What needs to be done: Reproduce every entry below verbatim, line for line, but omit the image.

Exercise input:
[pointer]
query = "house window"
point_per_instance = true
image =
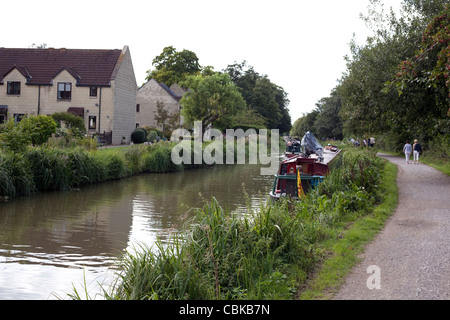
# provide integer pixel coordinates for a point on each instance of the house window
(64, 90)
(92, 122)
(18, 117)
(13, 87)
(93, 91)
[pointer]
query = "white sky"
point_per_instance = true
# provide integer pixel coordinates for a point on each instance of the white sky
(298, 44)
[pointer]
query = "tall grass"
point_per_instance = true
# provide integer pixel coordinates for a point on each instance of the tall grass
(264, 254)
(16, 178)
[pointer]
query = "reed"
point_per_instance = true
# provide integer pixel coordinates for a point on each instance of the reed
(264, 254)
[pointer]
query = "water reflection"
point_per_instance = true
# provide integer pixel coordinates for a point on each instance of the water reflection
(53, 240)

Response:
[pointer]
query = "house window"
point_per_instance = true
image =
# provide integer pixel coordinates for a point on each instance of the house window
(64, 90)
(92, 122)
(18, 117)
(13, 87)
(93, 91)
[pointer]
query = "white sky"
point_per_instance = true
# provide integer pixel coordinates for a point on each instance of the white sky
(298, 44)
[pointer]
query = "tall grass"
point_per_instance = true
# provide integer pixel coordinates for a point on each instance of the tall grass
(264, 254)
(16, 178)
[pointer]
query = "reed"
point_per_instance = true
# provide integer pixel coordinates for a point on each instance of the reed
(264, 254)
[pointer]
query = "water reflection"
point_per_instance = true
# provide integer pixel coordinates for a point on each instance of the water reflection
(53, 240)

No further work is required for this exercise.